◆ What is asked ◆
Find every line below that contains the string "bicycle", and copy each one.

◆ Materials provided ◆

►

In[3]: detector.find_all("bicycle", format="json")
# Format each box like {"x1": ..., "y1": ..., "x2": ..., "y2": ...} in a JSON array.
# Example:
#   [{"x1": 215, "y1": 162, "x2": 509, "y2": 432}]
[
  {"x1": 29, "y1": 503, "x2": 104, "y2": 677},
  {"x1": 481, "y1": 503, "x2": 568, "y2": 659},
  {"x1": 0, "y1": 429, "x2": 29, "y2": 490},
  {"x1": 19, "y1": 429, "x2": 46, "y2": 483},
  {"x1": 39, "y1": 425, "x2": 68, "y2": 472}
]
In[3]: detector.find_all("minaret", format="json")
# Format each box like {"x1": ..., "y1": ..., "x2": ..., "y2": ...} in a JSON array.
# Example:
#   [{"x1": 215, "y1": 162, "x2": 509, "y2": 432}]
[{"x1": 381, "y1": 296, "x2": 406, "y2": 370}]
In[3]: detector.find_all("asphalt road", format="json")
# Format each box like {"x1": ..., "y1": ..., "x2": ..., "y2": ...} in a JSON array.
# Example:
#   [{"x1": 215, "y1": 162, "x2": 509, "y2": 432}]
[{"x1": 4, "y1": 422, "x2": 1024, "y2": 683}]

◄
►

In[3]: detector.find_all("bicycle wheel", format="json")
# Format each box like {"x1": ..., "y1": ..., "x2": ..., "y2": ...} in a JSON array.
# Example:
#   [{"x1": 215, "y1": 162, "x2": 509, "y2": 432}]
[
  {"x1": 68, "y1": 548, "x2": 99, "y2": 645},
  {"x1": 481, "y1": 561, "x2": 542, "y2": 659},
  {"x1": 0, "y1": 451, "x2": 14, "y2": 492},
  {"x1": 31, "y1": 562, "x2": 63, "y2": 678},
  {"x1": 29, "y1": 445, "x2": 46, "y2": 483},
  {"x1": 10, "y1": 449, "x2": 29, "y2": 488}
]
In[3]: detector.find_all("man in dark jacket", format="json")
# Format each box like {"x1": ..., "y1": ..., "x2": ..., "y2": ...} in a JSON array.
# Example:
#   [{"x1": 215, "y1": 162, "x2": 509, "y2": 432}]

◄
►

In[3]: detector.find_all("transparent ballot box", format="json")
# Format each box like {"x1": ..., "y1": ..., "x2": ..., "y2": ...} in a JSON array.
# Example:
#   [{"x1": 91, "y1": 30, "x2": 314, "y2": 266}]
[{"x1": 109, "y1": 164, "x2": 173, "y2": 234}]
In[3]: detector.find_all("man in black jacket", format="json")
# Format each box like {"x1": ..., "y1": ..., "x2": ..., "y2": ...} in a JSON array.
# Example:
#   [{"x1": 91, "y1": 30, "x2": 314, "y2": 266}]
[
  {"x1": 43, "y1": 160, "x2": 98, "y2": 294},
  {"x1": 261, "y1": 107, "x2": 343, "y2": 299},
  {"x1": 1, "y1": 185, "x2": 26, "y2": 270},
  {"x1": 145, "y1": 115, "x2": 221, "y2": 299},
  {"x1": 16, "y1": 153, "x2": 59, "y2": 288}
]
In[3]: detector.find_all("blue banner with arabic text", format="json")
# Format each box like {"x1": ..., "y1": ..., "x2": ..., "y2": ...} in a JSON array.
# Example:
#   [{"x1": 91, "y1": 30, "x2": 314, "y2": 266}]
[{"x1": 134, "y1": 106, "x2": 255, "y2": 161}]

◄

◆ Task response ◆
In[3]: detector.find_all("bicycle", format="json")
In[3]: detector.find_all("bicycle wheel", format="json")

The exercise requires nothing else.